## Consignes:
1. Relevez toutes les personnes désignées par leur nom dans l'extrait sur la réforme des retraites.
2. D'après l'extrait sur la réforme des retraites, combien de personnes étaient dans la rue le 7 mars selon les autorités ?

## Extrait à lire:

##########

Laurent Escure pour l'Unsa a pointé "une responsabilité énorme entre les mains du président de la République, qui peut désormais (...) ne pas promulguer cette loi". Emmanuel Macron va néanmoins prendre "des contacts" pour voir les syndicats après la décision du Conseil constitutionnel, selon son entourage.
Jean-Luc Mélenchon dénonce un "gouvernement obtus qui choisit le blocage"
Parmi les opposants politiques, le chef des Insoumis Jean-Luc Mélenchon a dénoncé un "gouvernement obtus qui choisit le blocage", et le premier secrétaire du PS Olivier Faure un exécutif qui "enfonce le pays dans la crise". Jean-Luc Mélenchon a fustigé une Première ministre "radicalisée et murée dans le déni de réalité" qui "transforme une crise sociale en crise politique par son obstination".
La réforme a généré une mobilisation quasi hebdomadaire inédite allant jusqu'à 1,3 million de personnes dans la rue le 7 mars (selon les autorités), soit davantage qu'en 1995 ou 2010 lors de précédentes crises sur les retraites. Et ces manifestations ont connu un regain de tensions après l'adoption sans vote de la réforme au Parlement, via l'article 49.3.

##########

## Lignes fournies:
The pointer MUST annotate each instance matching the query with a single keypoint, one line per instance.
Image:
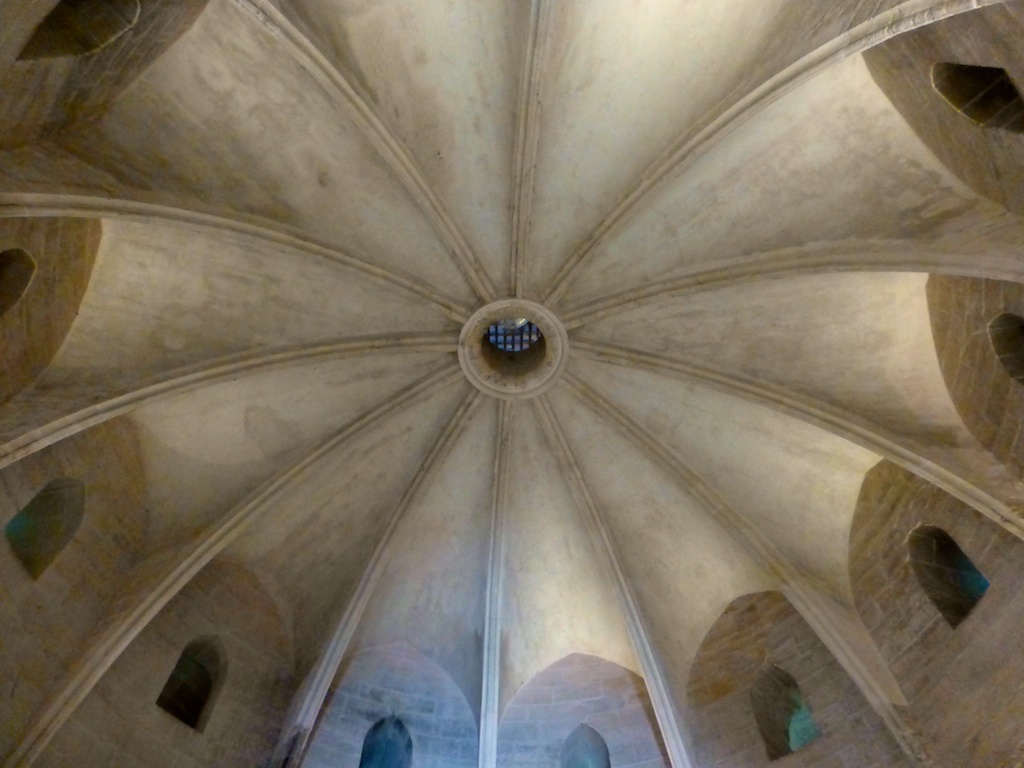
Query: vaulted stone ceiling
(303, 202)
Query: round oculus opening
(513, 346)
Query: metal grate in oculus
(514, 335)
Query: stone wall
(120, 724)
(33, 330)
(44, 623)
(989, 401)
(761, 628)
(581, 689)
(966, 686)
(394, 680)
(989, 161)
(51, 93)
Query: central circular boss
(513, 348)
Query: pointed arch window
(949, 578)
(985, 94)
(75, 28)
(192, 688)
(387, 744)
(1007, 335)
(16, 268)
(585, 748)
(782, 714)
(47, 523)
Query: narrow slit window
(76, 28)
(1007, 335)
(782, 715)
(47, 523)
(387, 744)
(985, 94)
(16, 268)
(585, 748)
(949, 578)
(189, 691)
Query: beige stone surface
(270, 236)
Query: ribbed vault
(302, 202)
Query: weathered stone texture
(45, 623)
(990, 162)
(119, 724)
(48, 94)
(33, 330)
(966, 686)
(395, 680)
(579, 689)
(989, 401)
(764, 627)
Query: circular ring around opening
(504, 372)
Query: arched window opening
(16, 268)
(189, 691)
(948, 577)
(1007, 335)
(75, 28)
(40, 531)
(585, 748)
(782, 714)
(985, 94)
(387, 745)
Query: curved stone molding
(531, 372)
(904, 17)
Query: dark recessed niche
(985, 94)
(1007, 335)
(513, 347)
(76, 28)
(16, 268)
(189, 691)
(949, 578)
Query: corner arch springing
(387, 744)
(46, 524)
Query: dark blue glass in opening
(513, 335)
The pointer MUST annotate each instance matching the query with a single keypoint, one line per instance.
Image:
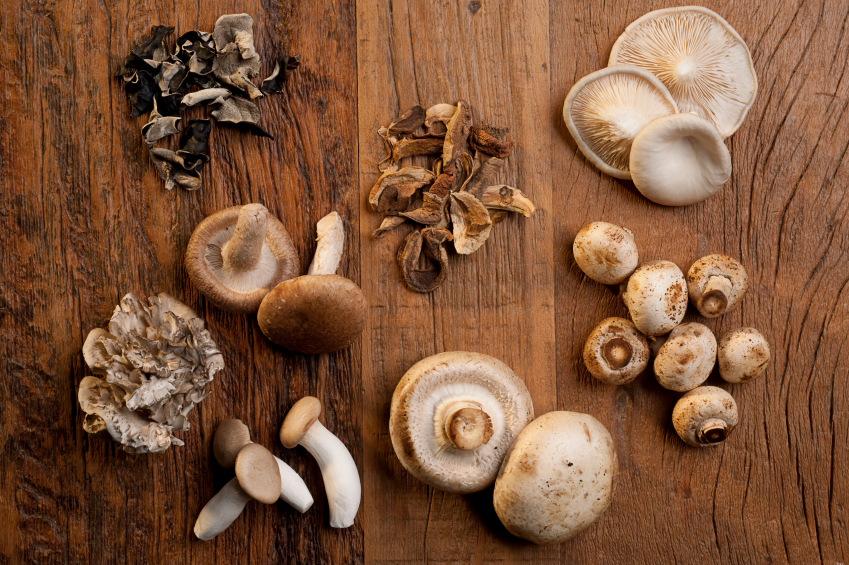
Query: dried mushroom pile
(213, 69)
(455, 199)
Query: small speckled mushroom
(717, 284)
(743, 355)
(705, 416)
(557, 479)
(605, 252)
(687, 358)
(453, 416)
(656, 297)
(319, 312)
(237, 255)
(341, 479)
(616, 353)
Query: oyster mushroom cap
(705, 416)
(237, 255)
(606, 109)
(656, 297)
(605, 252)
(557, 478)
(743, 355)
(698, 56)
(453, 416)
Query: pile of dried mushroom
(456, 198)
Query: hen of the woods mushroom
(213, 69)
(456, 198)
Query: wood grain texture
(85, 219)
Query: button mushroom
(605, 252)
(716, 284)
(743, 355)
(705, 416)
(341, 479)
(453, 416)
(557, 478)
(687, 358)
(237, 255)
(319, 312)
(656, 297)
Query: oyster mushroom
(453, 416)
(237, 255)
(716, 284)
(606, 109)
(703, 62)
(705, 416)
(616, 353)
(687, 358)
(557, 478)
(605, 252)
(743, 355)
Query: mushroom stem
(244, 249)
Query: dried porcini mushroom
(152, 365)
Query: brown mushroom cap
(314, 313)
(265, 257)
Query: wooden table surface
(85, 219)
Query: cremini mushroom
(257, 478)
(605, 252)
(743, 355)
(606, 109)
(716, 284)
(557, 478)
(341, 479)
(656, 297)
(679, 159)
(705, 416)
(237, 255)
(616, 352)
(453, 416)
(319, 312)
(687, 358)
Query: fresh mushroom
(231, 436)
(256, 478)
(453, 416)
(717, 284)
(743, 355)
(687, 358)
(237, 255)
(319, 312)
(705, 416)
(557, 478)
(341, 479)
(605, 252)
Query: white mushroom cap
(743, 355)
(703, 62)
(656, 297)
(606, 109)
(705, 416)
(454, 415)
(605, 252)
(557, 478)
(679, 159)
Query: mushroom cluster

##########

## Réponses:
1. Laurent Escure, Emmanuel Macron, Jean-Luc Mélenchon, Olivier Faure

2. 1,3 million de personnes.